(Instructions for the task)
Can the data below be echoed back word for word?
________________________________________
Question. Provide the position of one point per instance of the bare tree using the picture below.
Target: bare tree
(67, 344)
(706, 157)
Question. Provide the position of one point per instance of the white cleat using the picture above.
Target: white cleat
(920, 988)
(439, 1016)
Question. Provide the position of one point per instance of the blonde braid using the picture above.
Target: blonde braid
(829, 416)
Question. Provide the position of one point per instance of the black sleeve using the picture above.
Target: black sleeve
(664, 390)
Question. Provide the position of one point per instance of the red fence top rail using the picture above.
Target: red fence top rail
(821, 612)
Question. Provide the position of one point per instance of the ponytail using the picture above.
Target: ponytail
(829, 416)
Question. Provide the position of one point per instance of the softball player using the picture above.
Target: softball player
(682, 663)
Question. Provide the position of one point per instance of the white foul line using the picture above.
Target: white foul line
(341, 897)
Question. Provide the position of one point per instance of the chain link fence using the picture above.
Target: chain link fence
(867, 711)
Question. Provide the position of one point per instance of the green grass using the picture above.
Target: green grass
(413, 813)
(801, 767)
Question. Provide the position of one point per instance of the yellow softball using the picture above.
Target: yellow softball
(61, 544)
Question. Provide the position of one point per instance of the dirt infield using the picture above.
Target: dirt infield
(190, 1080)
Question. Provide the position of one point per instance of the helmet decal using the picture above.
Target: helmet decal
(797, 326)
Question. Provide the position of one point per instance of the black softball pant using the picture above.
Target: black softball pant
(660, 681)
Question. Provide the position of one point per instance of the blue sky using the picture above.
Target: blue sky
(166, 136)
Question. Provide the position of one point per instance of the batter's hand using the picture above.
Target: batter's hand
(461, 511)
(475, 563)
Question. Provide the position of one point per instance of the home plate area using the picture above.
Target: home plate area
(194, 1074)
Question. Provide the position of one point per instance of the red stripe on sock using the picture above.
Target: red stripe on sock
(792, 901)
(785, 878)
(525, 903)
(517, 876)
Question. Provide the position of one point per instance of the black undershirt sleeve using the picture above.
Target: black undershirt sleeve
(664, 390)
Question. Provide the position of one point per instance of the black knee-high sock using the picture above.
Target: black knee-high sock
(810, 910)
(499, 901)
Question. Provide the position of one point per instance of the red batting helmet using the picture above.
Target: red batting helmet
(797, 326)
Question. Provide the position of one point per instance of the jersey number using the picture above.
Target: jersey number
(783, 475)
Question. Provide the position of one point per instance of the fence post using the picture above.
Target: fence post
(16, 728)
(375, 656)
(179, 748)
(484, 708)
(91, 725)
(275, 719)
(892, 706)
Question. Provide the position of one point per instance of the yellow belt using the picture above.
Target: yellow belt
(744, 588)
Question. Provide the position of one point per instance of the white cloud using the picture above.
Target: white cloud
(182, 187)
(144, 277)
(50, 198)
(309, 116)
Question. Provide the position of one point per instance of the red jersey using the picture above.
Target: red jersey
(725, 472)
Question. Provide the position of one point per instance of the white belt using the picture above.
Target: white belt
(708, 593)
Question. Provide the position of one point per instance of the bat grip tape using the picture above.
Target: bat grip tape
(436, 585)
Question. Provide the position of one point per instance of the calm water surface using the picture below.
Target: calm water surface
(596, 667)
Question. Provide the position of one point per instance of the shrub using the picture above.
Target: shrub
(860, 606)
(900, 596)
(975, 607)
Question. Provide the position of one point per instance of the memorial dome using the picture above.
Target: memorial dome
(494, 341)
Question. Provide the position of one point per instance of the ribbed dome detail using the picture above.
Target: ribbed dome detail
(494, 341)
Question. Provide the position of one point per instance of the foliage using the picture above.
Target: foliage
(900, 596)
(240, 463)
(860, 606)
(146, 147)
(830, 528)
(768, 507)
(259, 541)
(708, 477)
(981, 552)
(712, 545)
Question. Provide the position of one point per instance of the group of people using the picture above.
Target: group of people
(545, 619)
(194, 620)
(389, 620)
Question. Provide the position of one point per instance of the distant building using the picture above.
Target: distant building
________________________________________
(Output)
Question. Provide the position of one point per instance of the bare tree using the picture below.
Target: bare tree
(67, 344)
(706, 157)
Question. Provide the position of one point per instance of the white cleat using the picture above.
Target: white cleat
(920, 988)
(439, 1016)
Question. Provide the position of one point per instance of the blonde braid using the picture above.
Target: blonde braid
(829, 416)
Question. Provide the position of one point per instance of the black sleeve using the picture above.
Target: black sleeve
(664, 390)
Question. Provide the position of one point per instance of the red fence top rail using the picture above.
Target: red fence top rail
(821, 612)
Question. Provide the position of one point per instance of the ponytail using the picture above.
Target: ponytail
(829, 416)
Question. Provide the position of one point per instance of the softball player using the picture above.
Target: softball player
(682, 663)
Question. Provide the position of one point per instance of the white foul line using the picture above.
Target: white foul line
(341, 897)
Question. Provide the position of one point per instance of the chain link fence using the picture above.
Target: chain link fence
(867, 711)
Question. Provide the position of one point per instance of the green grass using the picture above.
Target: green grass
(413, 813)
(801, 767)
Question. Provide the position of one point per instance of the yellow softball using the picture above.
Target: yellow softball
(61, 544)
Question. Provide the position of one point per instance of the dirt infield using the picture above.
Target: dirt infield
(190, 1080)
Question. Provide the position of one point per instance of the helmet decal using the picture above.
Target: helmet decal
(797, 326)
Question. Provide the position of one point per instance of the black softball pant using the picture above.
Target: black softball pant
(660, 681)
Question. Provide the position of one point per instance of the blue sky using the picture above.
Target: blue sky
(166, 136)
Question. Provide the position of one point per instance of the batter's hand using the picture above.
Target: batter's hand
(461, 511)
(475, 563)
Question. Provide the position of one point per instance of the home plate area using the picture above.
Target: home plate area
(194, 1074)
Question. Provide the position of one point per instance of the red stripe on sock using the picture above.
Target: red stripe on sock
(792, 901)
(785, 878)
(525, 903)
(517, 876)
Question. Provide the position of one point per instance of the black undershirt sleeve using the picture above.
Target: black undershirt sleeve
(664, 390)
Question. Provide the position of one point per instance of the black knee-high sock using the picture above.
Target: black knee-high sock
(810, 910)
(499, 901)
Question. Provide the position of one point per instance of the red batting helmet using the picture above.
Target: red batting helmet
(797, 326)
Question. Provide the position of one point per instance of the jersey number using the picture above.
Target: jersey number
(783, 475)
Question. Provide the position of one point per instance of the fence post using the picture above.
Target: fence post
(16, 728)
(375, 656)
(179, 748)
(484, 708)
(91, 725)
(275, 719)
(892, 706)
Question. Provide the position of one point per instance of the yellow belt using the picture above.
Target: yellow belt
(744, 588)
Question. Provide the position of one point per instance of the white cloud using the picture above.
Target: white cloud
(182, 187)
(144, 277)
(50, 198)
(309, 116)
Question. Provide the position of one point per instance of the red jersey using the picture above.
Target: red jersey
(725, 472)
Question. Provide the position of one point per instance of the white belt using the picture above.
Target: white belt
(708, 593)
Question. Provide the position of one point per instance of the bat grip tape using the picture above.
Target: bat grip tape
(436, 585)
Question. Provide the position of one point per instance of the calm water surface using the picture below.
Target: calm water surface
(596, 667)
Question. Provide the position of one point per instance of the shrub using the picture above.
Target: shrub
(860, 606)
(900, 596)
(975, 607)
Question. Provide the position of one point per instance of the memorial dome using the picture above.
Target: memorial dome
(494, 341)
Question. Provide the position of one point per instance of the ribbed dome detail using the picture above.
Target: ribbed dome detail
(494, 341)
Question. Provide the position of one point per instance of the foliage using the picture above.
Target: foliage
(900, 596)
(240, 463)
(860, 606)
(146, 147)
(830, 528)
(768, 507)
(259, 541)
(708, 477)
(981, 552)
(712, 545)
Question. Provide the position of one point per instance of the group of people using the picture above.
Target: group of people
(545, 619)
(194, 620)
(389, 620)
Question. Provide the position of one point per instance of the distant building using the picture above.
Target: distant building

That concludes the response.